┌────────

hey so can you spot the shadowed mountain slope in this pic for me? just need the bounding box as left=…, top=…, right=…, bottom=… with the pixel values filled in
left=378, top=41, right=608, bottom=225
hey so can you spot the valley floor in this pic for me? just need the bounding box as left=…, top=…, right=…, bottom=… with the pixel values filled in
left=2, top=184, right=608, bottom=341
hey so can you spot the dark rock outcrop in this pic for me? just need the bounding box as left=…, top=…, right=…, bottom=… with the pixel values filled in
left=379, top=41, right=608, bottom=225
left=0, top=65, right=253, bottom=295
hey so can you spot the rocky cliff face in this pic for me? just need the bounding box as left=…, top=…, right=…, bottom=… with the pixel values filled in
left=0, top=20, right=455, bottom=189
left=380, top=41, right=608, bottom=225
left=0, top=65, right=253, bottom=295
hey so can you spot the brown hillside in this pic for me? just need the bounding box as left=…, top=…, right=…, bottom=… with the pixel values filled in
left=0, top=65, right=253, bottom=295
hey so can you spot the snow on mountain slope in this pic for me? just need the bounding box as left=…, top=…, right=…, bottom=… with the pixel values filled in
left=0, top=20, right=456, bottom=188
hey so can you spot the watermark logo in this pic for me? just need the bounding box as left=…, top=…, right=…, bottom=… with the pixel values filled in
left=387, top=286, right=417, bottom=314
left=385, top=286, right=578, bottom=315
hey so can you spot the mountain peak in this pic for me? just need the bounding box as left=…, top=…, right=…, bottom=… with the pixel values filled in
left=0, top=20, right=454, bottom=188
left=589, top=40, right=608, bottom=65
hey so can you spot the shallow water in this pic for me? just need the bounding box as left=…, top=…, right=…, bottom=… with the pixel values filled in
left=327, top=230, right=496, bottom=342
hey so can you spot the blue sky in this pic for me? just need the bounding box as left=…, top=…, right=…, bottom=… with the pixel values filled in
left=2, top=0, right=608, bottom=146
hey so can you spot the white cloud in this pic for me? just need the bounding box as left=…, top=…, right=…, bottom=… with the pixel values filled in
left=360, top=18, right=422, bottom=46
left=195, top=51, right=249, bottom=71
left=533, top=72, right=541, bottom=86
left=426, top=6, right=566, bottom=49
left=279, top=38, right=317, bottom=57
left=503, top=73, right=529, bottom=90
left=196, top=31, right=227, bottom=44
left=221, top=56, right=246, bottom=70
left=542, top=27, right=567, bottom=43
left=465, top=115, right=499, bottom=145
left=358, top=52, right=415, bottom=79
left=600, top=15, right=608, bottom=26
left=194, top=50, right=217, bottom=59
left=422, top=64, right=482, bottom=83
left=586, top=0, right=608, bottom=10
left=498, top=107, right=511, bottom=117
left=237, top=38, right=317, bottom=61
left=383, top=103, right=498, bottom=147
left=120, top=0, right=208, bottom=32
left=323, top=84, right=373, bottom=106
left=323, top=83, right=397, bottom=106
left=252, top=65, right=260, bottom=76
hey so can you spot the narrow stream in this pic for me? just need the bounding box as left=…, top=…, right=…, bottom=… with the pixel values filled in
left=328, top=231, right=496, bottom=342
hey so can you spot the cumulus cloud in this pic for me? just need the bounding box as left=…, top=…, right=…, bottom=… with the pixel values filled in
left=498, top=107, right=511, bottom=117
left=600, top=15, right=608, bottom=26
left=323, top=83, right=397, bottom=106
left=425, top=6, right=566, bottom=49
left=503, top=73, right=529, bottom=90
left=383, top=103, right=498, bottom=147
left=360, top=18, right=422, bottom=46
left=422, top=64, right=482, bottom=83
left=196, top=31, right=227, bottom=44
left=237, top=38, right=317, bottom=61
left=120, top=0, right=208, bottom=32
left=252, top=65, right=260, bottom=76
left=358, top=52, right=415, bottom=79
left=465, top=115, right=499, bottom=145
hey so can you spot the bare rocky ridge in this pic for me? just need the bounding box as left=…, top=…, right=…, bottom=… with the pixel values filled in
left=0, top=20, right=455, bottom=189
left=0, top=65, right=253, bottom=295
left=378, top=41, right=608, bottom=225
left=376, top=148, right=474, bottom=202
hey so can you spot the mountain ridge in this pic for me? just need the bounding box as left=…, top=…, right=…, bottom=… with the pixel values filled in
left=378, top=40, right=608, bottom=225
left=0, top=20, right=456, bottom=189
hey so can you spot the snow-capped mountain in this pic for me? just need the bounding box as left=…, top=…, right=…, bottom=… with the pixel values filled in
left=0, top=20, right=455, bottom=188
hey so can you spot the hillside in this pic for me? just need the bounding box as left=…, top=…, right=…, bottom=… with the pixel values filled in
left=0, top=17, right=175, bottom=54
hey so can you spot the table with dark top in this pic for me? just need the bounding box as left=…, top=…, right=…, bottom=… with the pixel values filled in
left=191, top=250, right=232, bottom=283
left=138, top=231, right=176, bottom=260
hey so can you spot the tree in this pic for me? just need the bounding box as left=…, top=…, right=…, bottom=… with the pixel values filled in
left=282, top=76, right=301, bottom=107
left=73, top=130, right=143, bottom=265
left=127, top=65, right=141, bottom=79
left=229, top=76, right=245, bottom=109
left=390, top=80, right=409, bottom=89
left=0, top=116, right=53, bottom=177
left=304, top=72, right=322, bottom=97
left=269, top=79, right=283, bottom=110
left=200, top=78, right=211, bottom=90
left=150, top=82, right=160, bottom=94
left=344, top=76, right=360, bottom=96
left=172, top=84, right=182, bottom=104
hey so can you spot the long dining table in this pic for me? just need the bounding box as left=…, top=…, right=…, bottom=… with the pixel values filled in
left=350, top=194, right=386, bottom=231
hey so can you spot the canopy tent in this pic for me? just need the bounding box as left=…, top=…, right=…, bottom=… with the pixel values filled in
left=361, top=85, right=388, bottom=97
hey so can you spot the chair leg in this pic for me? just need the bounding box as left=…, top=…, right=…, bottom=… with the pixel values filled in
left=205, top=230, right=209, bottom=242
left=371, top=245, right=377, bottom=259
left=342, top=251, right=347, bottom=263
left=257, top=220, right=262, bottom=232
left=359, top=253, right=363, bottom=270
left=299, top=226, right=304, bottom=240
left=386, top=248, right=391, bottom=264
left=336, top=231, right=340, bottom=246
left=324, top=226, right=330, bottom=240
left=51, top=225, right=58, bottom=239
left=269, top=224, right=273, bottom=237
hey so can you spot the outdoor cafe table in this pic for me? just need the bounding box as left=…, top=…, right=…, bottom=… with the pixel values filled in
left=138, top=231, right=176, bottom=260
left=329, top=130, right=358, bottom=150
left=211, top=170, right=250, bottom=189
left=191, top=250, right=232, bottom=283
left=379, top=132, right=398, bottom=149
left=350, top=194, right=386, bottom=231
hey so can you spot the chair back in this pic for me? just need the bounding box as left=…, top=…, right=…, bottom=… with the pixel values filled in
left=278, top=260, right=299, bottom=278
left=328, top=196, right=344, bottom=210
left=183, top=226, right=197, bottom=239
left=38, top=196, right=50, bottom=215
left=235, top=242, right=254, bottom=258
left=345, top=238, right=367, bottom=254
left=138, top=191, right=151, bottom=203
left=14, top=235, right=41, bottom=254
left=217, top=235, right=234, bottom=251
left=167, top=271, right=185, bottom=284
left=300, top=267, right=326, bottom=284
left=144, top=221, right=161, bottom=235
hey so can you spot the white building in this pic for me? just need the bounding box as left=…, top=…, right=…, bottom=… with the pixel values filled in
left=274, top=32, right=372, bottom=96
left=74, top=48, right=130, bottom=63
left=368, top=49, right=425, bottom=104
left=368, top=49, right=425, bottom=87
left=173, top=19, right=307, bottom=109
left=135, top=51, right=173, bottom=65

└────────

Work order ▸ Word for word, print every line above.

Written response ▸
hey so can you spot the shadowed mountain slope in this pic for me? just need the bounding box as left=…, top=…, right=…, bottom=… with the pixel values filled in
left=378, top=41, right=608, bottom=225
hey so can you spot the valley floor in this pic for me? just need the bounding box as left=…, top=…, right=…, bottom=… with the pixel values filled in
left=2, top=184, right=608, bottom=341
hey so can you spot the dark rock outcrop in this pic for me? just need the bounding box as left=…, top=…, right=…, bottom=… with the pixel values filled in
left=379, top=41, right=608, bottom=225
left=0, top=65, right=253, bottom=295
hey so can you spot the rocky cliff face in this pic for me? just need the bounding box as left=…, top=…, right=…, bottom=… with the pixel values filled in
left=0, top=20, right=455, bottom=189
left=380, top=41, right=608, bottom=225
left=0, top=65, right=253, bottom=295
hey so can you spot the brown hillside in this pic for me? just need the bounding box as left=…, top=…, right=…, bottom=… with the pixel values filled in
left=0, top=65, right=253, bottom=295
hey so can you spot the snow on mountain slope in this pic for me? just need the bounding box as left=…, top=…, right=…, bottom=… with the pixel values filled in
left=0, top=20, right=456, bottom=188
hey so can you spot the watermark logo in this pic for me? just need the bounding box as left=…, top=…, right=…, bottom=… with the pixel values filled in
left=387, top=286, right=417, bottom=314
left=385, top=286, right=578, bottom=315
hey so can you spot the mountain peak in this pic for me? just need the bounding box as left=…, top=…, right=…, bottom=… with the pixel values filled in
left=0, top=20, right=454, bottom=188
left=589, top=40, right=608, bottom=65
hey so can you spot the shallow water in this pic for me? just need the bounding box as left=…, top=…, right=…, bottom=… with the pixel values filled in
left=327, top=230, right=496, bottom=342
hey so can you spot the blue sky in this pic for me? just need the bounding box as left=…, top=…, right=…, bottom=… with the pixel values filled in
left=2, top=0, right=608, bottom=146
hey so can you spot the white cloud in this pic for me? just need the bounding box as left=…, top=…, right=…, bottom=… with the pixel values filled in
left=360, top=18, right=422, bottom=46
left=195, top=51, right=249, bottom=71
left=533, top=72, right=541, bottom=86
left=426, top=6, right=566, bottom=49
left=279, top=38, right=317, bottom=57
left=503, top=73, right=529, bottom=90
left=196, top=31, right=227, bottom=44
left=221, top=56, right=246, bottom=70
left=542, top=27, right=567, bottom=43
left=465, top=115, right=499, bottom=145
left=358, top=52, right=415, bottom=79
left=600, top=15, right=608, bottom=26
left=194, top=50, right=217, bottom=59
left=422, top=64, right=482, bottom=83
left=586, top=0, right=608, bottom=10
left=498, top=107, right=511, bottom=117
left=237, top=38, right=317, bottom=61
left=383, top=103, right=498, bottom=147
left=120, top=0, right=208, bottom=32
left=323, top=84, right=373, bottom=106
left=323, top=83, right=397, bottom=106
left=252, top=65, right=260, bottom=76
hey so can you spot the narrow stream in this pic for me? just need the bounding box as left=…, top=…, right=…, bottom=… with the pixel values filled in
left=328, top=231, right=496, bottom=342
hey so can you spot the cumulus cloud in this pic for me? just need the bounding box as left=…, top=…, right=…, bottom=… with the pixel values filled in
left=498, top=107, right=511, bottom=117
left=600, top=15, right=608, bottom=26
left=323, top=83, right=397, bottom=106
left=425, top=6, right=566, bottom=49
left=503, top=73, right=529, bottom=90
left=383, top=103, right=498, bottom=147
left=360, top=18, right=422, bottom=46
left=422, top=64, right=482, bottom=83
left=196, top=31, right=227, bottom=44
left=237, top=38, right=317, bottom=61
left=120, top=0, right=208, bottom=32
left=252, top=65, right=260, bottom=76
left=358, top=52, right=415, bottom=79
left=465, top=115, right=499, bottom=145
hey so can you spot the bare rocky ridge in this pic for me? just need the bounding box as left=…, top=…, right=…, bottom=… with the pixel values filled in
left=0, top=20, right=455, bottom=189
left=0, top=65, right=253, bottom=295
left=378, top=41, right=608, bottom=225
left=376, top=148, right=474, bottom=202
hey so can you spot the mountain ridge in this pic for me? just need the bounding box as left=…, top=…, right=…, bottom=… with the pixel values filled in
left=378, top=40, right=608, bottom=225
left=0, top=20, right=456, bottom=189
hey so can you spot the snow-capped mountain in this pic for me? just need the bounding box as left=…, top=…, right=…, bottom=… with the pixel values filled in
left=0, top=20, right=455, bottom=188
hey so can you spot the hillside in this pic for me? just need the bounding box as left=…, top=…, right=…, bottom=… with the pixel values filled in
left=0, top=17, right=175, bottom=54
hey so can you spot the table with dark top in this pic for me? just need the bounding box as left=…, top=…, right=…, bottom=… with the pixel values filled in
left=191, top=250, right=232, bottom=283
left=138, top=231, right=176, bottom=260
hey so can you spot the tree in this pic for me? just need the bounding box as left=…, top=…, right=…, bottom=… with the pixel values filled in
left=282, top=76, right=301, bottom=107
left=73, top=130, right=143, bottom=265
left=127, top=65, right=141, bottom=79
left=229, top=76, right=245, bottom=109
left=390, top=80, right=409, bottom=89
left=0, top=116, right=53, bottom=177
left=304, top=72, right=322, bottom=97
left=269, top=79, right=283, bottom=110
left=200, top=78, right=211, bottom=90
left=150, top=82, right=160, bottom=94
left=344, top=76, right=360, bottom=96
left=172, top=84, right=182, bottom=104
hey so can you spot the long dining table in this pic for me? just need the bounding box as left=…, top=…, right=…, bottom=… with the pixel values filled in
left=350, top=194, right=386, bottom=231
hey so can you spot the canopy tent in this pic for me? just need the bounding box as left=…, top=…, right=…, bottom=… with the pixel values filled in
left=361, top=85, right=388, bottom=97
hey so can you spot the chair leg in this pic for me? just need the bounding box as left=…, top=…, right=…, bottom=… with the pixel values filled in
left=205, top=230, right=209, bottom=242
left=371, top=245, right=377, bottom=259
left=342, top=251, right=347, bottom=263
left=257, top=220, right=262, bottom=232
left=359, top=253, right=363, bottom=270
left=299, top=226, right=304, bottom=240
left=386, top=248, right=391, bottom=264
left=336, top=231, right=340, bottom=246
left=324, top=226, right=330, bottom=240
left=51, top=225, right=58, bottom=239
left=269, top=224, right=273, bottom=237
hey so can you spot the outdoor cafe table in this pic for me? just need the bounding box as left=…, top=…, right=…, bottom=… with the pixel values filled in
left=138, top=231, right=176, bottom=260
left=329, top=130, right=358, bottom=150
left=211, top=170, right=250, bottom=189
left=191, top=250, right=232, bottom=283
left=379, top=132, right=398, bottom=149
left=350, top=194, right=386, bottom=231
hey so can you spot the chair back in this pic for me? just need the bounding box as left=…, top=…, right=…, bottom=… with the pixel values filled in
left=278, top=260, right=299, bottom=278
left=328, top=196, right=344, bottom=210
left=183, top=226, right=197, bottom=239
left=38, top=196, right=50, bottom=215
left=235, top=242, right=254, bottom=258
left=345, top=238, right=367, bottom=254
left=138, top=191, right=151, bottom=203
left=14, top=235, right=41, bottom=254
left=217, top=235, right=234, bottom=251
left=167, top=271, right=185, bottom=284
left=300, top=267, right=326, bottom=284
left=144, top=221, right=161, bottom=235
hey so can you spot the white building in this pic for me? just need the bounding box as left=…, top=…, right=…, bottom=… with the pixel values filled in
left=274, top=32, right=372, bottom=96
left=74, top=48, right=130, bottom=63
left=368, top=49, right=425, bottom=104
left=368, top=49, right=425, bottom=87
left=173, top=19, right=307, bottom=109
left=135, top=51, right=173, bottom=65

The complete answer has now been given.